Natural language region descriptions
*** Block opens ***
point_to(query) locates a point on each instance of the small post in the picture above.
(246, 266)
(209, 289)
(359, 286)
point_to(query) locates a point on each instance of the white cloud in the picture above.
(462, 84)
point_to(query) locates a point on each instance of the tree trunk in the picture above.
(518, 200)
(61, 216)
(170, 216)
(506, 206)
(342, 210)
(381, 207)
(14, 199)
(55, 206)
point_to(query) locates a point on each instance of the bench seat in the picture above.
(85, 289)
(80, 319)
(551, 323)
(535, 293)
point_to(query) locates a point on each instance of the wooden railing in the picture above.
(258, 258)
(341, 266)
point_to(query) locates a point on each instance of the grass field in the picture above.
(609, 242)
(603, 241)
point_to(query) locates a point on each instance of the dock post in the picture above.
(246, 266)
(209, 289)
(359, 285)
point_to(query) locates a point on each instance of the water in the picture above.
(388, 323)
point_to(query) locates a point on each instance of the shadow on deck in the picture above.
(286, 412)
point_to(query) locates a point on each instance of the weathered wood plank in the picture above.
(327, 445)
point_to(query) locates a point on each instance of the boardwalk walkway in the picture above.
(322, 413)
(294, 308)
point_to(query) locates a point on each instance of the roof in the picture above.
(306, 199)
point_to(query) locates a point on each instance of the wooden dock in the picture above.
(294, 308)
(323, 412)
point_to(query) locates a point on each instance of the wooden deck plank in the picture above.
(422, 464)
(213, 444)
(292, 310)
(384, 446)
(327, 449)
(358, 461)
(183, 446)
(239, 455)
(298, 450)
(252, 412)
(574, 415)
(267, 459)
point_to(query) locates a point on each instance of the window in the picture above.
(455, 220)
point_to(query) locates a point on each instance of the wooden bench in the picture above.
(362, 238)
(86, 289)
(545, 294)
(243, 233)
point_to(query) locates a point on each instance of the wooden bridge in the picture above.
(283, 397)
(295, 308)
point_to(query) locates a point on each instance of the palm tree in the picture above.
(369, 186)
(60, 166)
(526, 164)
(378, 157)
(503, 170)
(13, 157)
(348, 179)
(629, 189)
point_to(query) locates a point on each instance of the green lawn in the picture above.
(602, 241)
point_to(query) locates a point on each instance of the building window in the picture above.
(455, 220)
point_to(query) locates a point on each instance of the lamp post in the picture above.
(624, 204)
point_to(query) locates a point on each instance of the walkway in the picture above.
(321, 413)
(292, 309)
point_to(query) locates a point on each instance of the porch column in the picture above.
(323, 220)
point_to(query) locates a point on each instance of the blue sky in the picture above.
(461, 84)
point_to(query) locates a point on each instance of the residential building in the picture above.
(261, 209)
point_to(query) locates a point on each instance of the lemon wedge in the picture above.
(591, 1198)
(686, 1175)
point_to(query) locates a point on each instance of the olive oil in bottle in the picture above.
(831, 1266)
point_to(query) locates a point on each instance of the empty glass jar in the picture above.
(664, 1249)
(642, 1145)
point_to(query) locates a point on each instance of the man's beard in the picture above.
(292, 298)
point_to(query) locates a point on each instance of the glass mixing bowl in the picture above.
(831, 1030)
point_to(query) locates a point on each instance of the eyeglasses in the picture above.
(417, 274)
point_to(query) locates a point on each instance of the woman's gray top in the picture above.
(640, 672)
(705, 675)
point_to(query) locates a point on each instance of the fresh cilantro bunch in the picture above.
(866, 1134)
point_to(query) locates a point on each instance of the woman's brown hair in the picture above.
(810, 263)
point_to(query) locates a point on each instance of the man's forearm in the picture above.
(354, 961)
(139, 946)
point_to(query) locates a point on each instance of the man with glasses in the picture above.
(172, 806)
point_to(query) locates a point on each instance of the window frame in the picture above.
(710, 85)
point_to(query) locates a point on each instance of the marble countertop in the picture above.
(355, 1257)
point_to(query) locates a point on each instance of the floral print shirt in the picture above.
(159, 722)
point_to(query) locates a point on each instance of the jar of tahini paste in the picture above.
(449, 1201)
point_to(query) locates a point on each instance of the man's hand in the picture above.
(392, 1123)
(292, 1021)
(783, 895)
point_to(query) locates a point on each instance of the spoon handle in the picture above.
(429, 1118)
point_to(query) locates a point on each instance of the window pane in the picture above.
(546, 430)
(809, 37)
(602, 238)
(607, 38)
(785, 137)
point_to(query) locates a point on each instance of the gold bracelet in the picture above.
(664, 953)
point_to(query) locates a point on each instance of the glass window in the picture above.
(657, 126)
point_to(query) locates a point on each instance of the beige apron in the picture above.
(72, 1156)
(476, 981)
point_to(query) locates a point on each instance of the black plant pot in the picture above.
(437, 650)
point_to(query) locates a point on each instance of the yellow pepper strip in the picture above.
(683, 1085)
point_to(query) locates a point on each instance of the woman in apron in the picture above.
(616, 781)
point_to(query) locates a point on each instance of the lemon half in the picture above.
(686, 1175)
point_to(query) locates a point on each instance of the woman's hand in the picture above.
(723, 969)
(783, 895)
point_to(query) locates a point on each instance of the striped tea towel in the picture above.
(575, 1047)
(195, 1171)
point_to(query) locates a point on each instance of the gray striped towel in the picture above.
*** Block closes ***
• ACTIVITY:
Exact reproduction of every entry is needed.

• OUTPUT BELOW:
point_to(query) locates a point on each instance of the small post in the picture above.
(246, 266)
(209, 289)
(359, 286)
point_to(query) locates a point on each instance of the white cloud in the picture above.
(462, 84)
point_to(query) locates a point on each instance of the tree trunk in the picture above.
(518, 200)
(61, 216)
(170, 216)
(506, 206)
(342, 210)
(381, 207)
(14, 199)
(55, 206)
point_to(query) locates a point on each instance of the bench seat in the picture above.
(85, 289)
(80, 319)
(551, 323)
(535, 293)
point_to(query) locates a point on each instance of the wooden railing in the picture above.
(258, 258)
(341, 266)
point_to(query) locates a point on each instance of the grass field in the picture above.
(609, 242)
(603, 241)
point_to(query) locates a point on each instance of the dock post in the picture above.
(246, 266)
(209, 289)
(359, 285)
point_to(query) locates a point on each instance of the water in the picture above.
(388, 323)
point_to(query) locates a point on each instance of the shadow on deck in the picture above.
(286, 412)
point_to(query) locates a point on each instance of the weathered wood plank in the picture above.
(327, 445)
point_to(query) locates a point on each instance of the boardwalk walkway in the picture above.
(322, 413)
(294, 308)
point_to(query) locates a point on each instance of the roof in the picture above.
(306, 199)
point_to(query) locates a point on each instance of the wooden dock in the picture above.
(294, 308)
(323, 412)
point_to(query) locates a point on each instance of the wooden deck plank in the picture above.
(422, 464)
(213, 444)
(292, 310)
(384, 446)
(327, 449)
(358, 461)
(183, 446)
(239, 455)
(298, 450)
(252, 412)
(574, 415)
(267, 459)
point_to(query) locates a point on each instance of the window in the picture above.
(455, 220)
point_to(query) locates a point on each instance of the wooden bench in the picture above.
(362, 238)
(86, 289)
(545, 294)
(243, 233)
point_to(query) locates a point on each instance of the wooden bridge in the picture above.
(283, 397)
(295, 308)
point_to(query) locates a point on each instance of the palm tree in the picture above.
(369, 186)
(60, 166)
(526, 164)
(378, 157)
(503, 170)
(13, 157)
(348, 179)
(629, 189)
point_to(query) locates a point on each instance of the green lawn in the picture above.
(602, 241)
point_to(query) locates a point on each instance of the building window in the picture above.
(455, 220)
point_to(query) locates a point on each instance of the lamp post in the picture above.
(624, 204)
point_to(query) locates a point on each instance of the walkway in the picture above.
(321, 413)
(292, 309)
point_to(query) locates a point on each instance of the porch column in the picture above.
(323, 220)
point_to(query) locates a point on each instance of the blue sky in the picture above.
(461, 84)
point_to(query) locates a point on each instance of the residential building in the picture above.
(261, 209)
point_to(query) locates a point on each instance of the lemon wedge in the picture above.
(591, 1198)
(686, 1175)
point_to(query) locates a point on each instance of the olive oil in bottle in the picture above.
(831, 1266)
point_to(query) locates a point on each instance of the empty glass jar in the picture above.
(664, 1249)
(642, 1145)
point_to(query) locates a point on each instance of the man's beard in the picture above.
(292, 298)
point_to(query) locates a point on each instance of the glass mixing bowl in the picture above.
(831, 1030)
point_to(query) locates a point on each instance of the eyeglasses in the picture above.
(417, 274)
point_to(query) locates a point on each instance of the woman's gray top in the picture above.
(640, 672)
(705, 675)
point_to(query) locates a point on each instance of the fresh cilantro bunch in the picture above.
(866, 1134)
point_to(query) locates a point on each instance of the woman's brown hair in the picture above.
(810, 263)
point_to(query) locates a point on each instance of the man's forearm in the picture above.
(354, 961)
(139, 946)
point_to(query) locates a point on each instance of the man with glasses in the picture above.
(172, 806)
point_to(query) locates a point on each instance of the window frame in the picture above.
(710, 85)
point_to(query) locates a point on each instance of the marble countertop in the picture above.
(355, 1257)
point_to(query) locates a point on each instance of the floral print shirt in the picture above.
(159, 722)
point_to(query) locates a point on each instance of the jar of tahini paste in the picture above.
(449, 1201)
point_to(query) locates a point on each instance of the man's hand in the picture above.
(392, 1123)
(292, 1021)
(783, 895)
point_to(query) locates a point on each instance of the spoon handle in the picture above.
(429, 1118)
point_to(query) locates a point on each instance of the window pane in the picture above.
(546, 430)
(809, 37)
(602, 238)
(607, 38)
(785, 137)
point_to(query) locates a point on each instance of the gold bracelet in the picture above.
(664, 953)
point_to(query) locates a point on each instance of the glass window in the picture above.
(657, 126)
point_to(query) locates a point on each instance of the beige apron in the picture above.
(72, 1156)
(476, 981)
point_to(query) locates a point on each instance of the black plant pot in the picture above.
(437, 650)
point_to(query) locates a point on each instance of the yellow pepper strip in the picture above.
(683, 1085)
point_to(query) locates a point on each instance of the woman in apron in the picture above.
(616, 781)
point_to(query) locates a point on each instance of the lemon half in the picture above.
(686, 1175)
point_to(query) locates a point on each instance of the woman's hand in the picture above.
(723, 969)
(783, 895)
point_to(query) locates a point on each instance of the striped tea towel in the picture above.
(575, 1047)
(195, 1171)
point_to(query) locates a point on each instance of the gray striped towel in the picture above.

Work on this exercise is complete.